Perintah 1: Bisakah Anda mengetik ulang persis baris-baris dalam daftar di bawah, mulai dari baris yang memuat "Detection task: search for any radar" sampai dengan baris yang memuat "848, 511, 981, 544"?
****
Jumat, 24 Februari 2017

Rasi Makanan Pokok Desa Cireundeu Kota Cimahi (Antropologi Budaya)



RASI SEBAGAI MAKANAN POKOK
DESA CIRENDEU DI KOTA CIMAHI
LAPORAN
Diajukan untuk memenuhi Ujian Akhir Semester mata kuliah Antropologi Budaya
Dosen Pengampu :
Dr. H. Agus Ahmad Safe’i, M.Ag


                                                                 

Disusun oleh:
Ridha Syahida I Z
1144010155


JURUSAN BIMBINGAN KONSELING ISLAM
FAKULTAS DAKWAH DAN KOMUNIKASI
UNIVERSITAS ISLAM NEGERI  SUNAN GUNUNG DJATI BANDUNG
2016
KATA PENGANTAR

Puji syukur kita panjatkan kehadirat Allah SWT, yang mana berkat rahmat dan hidayahNya saya dapat menyelesaikan makalah yang berjudul “Rasi Sebagai Makanan Pokok Desa Cirendeu di Kota Cimahi”. Makalah ini diajukan guna memenuhi nilai mata kuliah Antropologi Budaya. Tidak lupa, saya ucapkan terima kasih kepada semua pihak yang turut membantu dalam penyusunan makalah ini.
Saya menyadari dalam makalah ini masih banyak kekurangan. Oleh karena itu, saya sangat mengharapkan kritik dan saran dari para pembaca makalah ini. Semoga makalah ini dapat menjadi sumbangan ilmu yang bermanfa’at bagi kita semua. Permintaan maaf yang sebesar-besarnya kami ucapkan, apabila terdapat kesalahan dan kekhilafan, karena kesempurnaan hanya milik Allah Azza Wajalla. Dan hanya kepada-Nya lah penulis memohon petunjuk dan kepada-Nya lah kembali segala urusan.

Amien ya Rabbal ‘Alamien

Bandung, 23 Desember 2016

 Penulis,            






BAB I
PENDAHULUAN

Masyarakat desa adalah masyarakat yang kehidupannya masih banyak dikuasai oleh adat istiadat lama. Adat istiadat adalah sesuatu aturan yang sudah mantap dan mencakup segala konsepsi sistem budaya yang mengatur tindakan atau perbuatan manusia dalam kehidupan sosial hidup bersama, bekerja sama dan berhubungan erat secara tahan lama, dengan sifat-sifat yang hampir seragam.
Kampung Cireundeu mempunyai filosofi kehidupan yang sangat unik, dimana nuansa hidup yang santun dalam nafas setiap insan warga Kampung, mencintai lingkungan, budaya sunda dan kesenian khas masih terjaga dan terpelihara,sebagaian masyarakatnya masih mempertahankan adat leluhurnya, makanan pokonya nasi yang terbuat dari singkong atau di kenal dengan nama “Rasi” atau beras singkong, bahkan divervikasi produk makanan yang berbahan dasar singkong tersedia di kampung ini.
****
Perintah 2: Bisakah Anda mengulangi persis bagian dari teks tentang rasi di atas, mulai dari "Puji syukur kita" sampai dengan "kembali segala urusan."?

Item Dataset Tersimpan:
****
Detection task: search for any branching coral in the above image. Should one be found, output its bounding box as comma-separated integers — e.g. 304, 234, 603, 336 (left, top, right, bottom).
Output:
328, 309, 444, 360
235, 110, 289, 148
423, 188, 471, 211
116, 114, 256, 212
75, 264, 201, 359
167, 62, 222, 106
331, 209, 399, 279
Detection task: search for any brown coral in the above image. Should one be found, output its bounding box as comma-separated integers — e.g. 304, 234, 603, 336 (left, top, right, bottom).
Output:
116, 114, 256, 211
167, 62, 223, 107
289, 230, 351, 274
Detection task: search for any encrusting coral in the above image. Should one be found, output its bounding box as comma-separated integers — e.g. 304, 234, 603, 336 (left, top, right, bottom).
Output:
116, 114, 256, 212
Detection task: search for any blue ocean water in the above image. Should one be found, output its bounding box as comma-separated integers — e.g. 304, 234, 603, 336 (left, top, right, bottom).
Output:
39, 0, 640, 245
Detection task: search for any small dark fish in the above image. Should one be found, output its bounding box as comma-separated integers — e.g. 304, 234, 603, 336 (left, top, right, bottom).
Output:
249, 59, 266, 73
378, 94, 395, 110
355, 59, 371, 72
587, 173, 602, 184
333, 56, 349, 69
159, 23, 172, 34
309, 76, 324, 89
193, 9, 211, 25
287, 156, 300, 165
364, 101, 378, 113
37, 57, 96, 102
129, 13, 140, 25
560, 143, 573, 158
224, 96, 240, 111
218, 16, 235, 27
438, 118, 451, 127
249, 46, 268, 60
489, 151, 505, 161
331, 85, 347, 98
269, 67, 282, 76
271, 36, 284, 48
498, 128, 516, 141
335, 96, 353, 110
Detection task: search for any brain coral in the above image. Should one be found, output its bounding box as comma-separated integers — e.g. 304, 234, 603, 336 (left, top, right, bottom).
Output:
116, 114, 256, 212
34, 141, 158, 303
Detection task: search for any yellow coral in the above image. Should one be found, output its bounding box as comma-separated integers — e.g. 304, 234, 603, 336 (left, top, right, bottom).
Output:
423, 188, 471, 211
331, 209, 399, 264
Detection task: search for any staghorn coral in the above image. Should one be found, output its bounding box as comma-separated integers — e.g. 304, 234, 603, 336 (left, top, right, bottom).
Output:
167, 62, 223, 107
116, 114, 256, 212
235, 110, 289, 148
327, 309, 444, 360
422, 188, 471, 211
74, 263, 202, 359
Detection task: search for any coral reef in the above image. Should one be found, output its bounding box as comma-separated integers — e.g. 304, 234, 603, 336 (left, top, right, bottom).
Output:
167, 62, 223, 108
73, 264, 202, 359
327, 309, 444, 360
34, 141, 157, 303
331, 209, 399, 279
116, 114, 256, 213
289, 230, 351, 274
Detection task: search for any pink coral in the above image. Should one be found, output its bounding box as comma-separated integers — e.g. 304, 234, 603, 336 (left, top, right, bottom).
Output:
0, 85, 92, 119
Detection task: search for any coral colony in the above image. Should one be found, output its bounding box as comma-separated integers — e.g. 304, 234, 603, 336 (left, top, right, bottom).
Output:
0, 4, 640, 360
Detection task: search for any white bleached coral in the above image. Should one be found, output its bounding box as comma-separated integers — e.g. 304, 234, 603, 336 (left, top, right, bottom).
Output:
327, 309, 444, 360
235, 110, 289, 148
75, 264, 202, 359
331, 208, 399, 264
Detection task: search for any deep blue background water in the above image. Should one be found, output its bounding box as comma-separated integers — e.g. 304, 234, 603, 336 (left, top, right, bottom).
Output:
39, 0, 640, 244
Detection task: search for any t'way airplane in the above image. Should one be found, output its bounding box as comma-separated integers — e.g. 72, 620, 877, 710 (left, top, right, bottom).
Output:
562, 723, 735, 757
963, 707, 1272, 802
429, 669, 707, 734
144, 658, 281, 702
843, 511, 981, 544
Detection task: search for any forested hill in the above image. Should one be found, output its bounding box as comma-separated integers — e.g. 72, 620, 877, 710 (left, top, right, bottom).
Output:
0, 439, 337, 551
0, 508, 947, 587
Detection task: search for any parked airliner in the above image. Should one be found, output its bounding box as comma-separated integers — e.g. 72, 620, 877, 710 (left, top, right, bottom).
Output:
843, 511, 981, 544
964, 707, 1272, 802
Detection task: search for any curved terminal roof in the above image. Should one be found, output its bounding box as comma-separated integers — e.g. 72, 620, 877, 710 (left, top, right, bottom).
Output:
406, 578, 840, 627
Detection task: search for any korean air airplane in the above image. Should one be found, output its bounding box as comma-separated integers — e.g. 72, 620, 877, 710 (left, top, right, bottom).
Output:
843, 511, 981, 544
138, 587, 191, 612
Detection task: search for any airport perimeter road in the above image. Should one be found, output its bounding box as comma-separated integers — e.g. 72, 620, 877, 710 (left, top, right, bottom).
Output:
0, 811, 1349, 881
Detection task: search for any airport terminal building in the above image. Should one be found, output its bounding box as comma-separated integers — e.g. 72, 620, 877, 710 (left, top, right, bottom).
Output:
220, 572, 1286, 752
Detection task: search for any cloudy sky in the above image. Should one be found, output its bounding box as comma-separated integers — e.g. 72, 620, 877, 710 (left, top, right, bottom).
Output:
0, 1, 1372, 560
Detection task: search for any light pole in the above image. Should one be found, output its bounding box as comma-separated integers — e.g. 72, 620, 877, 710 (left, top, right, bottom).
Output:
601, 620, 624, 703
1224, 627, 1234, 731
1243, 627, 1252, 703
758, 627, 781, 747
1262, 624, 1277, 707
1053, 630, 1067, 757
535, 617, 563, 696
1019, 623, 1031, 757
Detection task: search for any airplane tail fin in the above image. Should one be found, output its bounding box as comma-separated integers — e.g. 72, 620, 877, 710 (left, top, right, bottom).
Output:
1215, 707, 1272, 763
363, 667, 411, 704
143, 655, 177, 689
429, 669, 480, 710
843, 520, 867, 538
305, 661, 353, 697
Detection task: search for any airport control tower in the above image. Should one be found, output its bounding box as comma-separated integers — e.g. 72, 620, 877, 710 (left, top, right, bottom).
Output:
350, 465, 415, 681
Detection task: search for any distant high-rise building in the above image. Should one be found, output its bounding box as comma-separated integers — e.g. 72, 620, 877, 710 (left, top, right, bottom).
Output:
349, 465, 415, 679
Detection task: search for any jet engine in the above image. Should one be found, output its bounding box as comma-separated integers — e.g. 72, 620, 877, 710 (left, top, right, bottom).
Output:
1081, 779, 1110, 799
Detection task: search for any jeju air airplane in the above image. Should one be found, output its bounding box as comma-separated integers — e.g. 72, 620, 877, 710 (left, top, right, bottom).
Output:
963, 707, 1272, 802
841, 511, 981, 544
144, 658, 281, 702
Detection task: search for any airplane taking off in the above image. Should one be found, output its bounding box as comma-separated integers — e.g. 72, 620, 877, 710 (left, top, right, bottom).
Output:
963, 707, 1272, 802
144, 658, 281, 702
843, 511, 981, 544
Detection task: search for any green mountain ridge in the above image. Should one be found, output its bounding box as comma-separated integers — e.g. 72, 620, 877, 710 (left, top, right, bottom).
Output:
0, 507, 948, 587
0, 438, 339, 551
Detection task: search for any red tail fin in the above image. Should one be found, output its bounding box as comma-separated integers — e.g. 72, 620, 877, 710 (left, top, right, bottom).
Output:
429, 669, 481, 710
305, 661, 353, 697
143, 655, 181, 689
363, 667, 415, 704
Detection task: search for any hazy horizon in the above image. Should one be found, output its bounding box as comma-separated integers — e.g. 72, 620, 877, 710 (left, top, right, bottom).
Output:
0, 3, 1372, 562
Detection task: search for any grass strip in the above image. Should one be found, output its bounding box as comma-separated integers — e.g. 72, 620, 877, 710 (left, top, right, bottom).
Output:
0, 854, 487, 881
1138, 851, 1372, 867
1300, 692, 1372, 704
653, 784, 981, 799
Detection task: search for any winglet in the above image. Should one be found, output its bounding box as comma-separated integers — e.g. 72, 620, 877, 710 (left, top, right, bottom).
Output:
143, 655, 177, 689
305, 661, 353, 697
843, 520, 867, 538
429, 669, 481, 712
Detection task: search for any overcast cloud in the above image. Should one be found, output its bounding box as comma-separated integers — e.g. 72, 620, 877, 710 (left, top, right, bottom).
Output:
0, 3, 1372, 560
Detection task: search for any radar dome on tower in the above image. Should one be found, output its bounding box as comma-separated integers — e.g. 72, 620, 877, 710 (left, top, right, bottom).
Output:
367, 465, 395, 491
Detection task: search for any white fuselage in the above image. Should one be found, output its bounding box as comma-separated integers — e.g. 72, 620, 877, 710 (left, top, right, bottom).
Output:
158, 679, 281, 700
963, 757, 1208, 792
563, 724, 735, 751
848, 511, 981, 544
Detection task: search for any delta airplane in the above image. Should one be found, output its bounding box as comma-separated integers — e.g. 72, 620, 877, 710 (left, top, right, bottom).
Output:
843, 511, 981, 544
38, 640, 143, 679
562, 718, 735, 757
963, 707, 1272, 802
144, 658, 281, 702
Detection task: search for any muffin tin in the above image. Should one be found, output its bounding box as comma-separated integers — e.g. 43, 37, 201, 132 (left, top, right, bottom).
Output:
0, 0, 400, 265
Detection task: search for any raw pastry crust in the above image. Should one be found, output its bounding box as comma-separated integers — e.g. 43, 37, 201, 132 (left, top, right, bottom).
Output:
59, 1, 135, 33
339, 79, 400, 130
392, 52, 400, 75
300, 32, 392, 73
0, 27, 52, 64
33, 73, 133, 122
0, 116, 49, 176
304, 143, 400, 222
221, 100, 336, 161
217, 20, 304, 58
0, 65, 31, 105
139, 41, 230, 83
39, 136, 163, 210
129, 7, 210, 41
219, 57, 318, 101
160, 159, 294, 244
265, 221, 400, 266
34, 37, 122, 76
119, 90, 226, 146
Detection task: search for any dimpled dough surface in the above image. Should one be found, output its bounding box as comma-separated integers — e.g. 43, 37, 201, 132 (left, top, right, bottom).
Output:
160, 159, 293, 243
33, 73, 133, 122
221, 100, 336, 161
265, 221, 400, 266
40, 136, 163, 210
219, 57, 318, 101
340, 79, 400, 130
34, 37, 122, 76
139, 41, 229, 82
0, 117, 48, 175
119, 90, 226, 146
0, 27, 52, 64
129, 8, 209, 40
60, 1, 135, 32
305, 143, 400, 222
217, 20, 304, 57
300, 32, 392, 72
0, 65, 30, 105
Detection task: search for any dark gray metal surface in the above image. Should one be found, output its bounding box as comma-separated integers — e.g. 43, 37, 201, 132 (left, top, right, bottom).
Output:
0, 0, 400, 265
****
Jawaban Lengkap 1:
Detection task: search for any radar dome on tower in the above image. Should one be found, output its bounding box as comma-separated integers — e.g. 72, 620, 877, 710 (left, top, right, bottom).
Output:
367, 465, 395, 491
Detection task: search for any white fuselage in the above image. Should one be found, output its bounding box as comma-separated integers — e.g. 72, 620, 877, 710 (left, top, right, bottom).
Output:
158, 679, 281, 700
963, 757, 1208, 792
563, 724, 735, 751
848, 511, 981, 544

Jawaban Lengkap 2:
Puji syukur kita panjatkan kehadirat Allah SWT, yang mana berkat rahmat dan hidayahNya saya dapat menyelesaikan makalah yang berjudul “Rasi Sebagai Makanan Pokok Desa Cirendeu di Kota Cimahi”. Makalah ini diajukan guna memenuhi nilai mata kuliah Antropologi Budaya. Tidak lupa, saya ucapkan terima kasih kepada semua pihak yang turut membantu dalam penyusunan makalah ini.
Saya menyadari dalam makalah ini masih banyak kekurangan. Oleh karena itu, saya sangat mengharapkan kritik dan saran dari para pembaca makalah ini. Semoga makalah ini dapat menjadi sumbangan ilmu yang bermanfa’at bagi kita semua. Permintaan maaf yang sebesar-besarnya kami ucapkan, apabila terdapat kesalahan dan kekhilafan, karena kesempurnaan hanya milik Allah Azza Wajalla. Dan hanya kepada-Nya lah penulis memohon petunjuk dan kepada-Nya lah kembali segala urusan.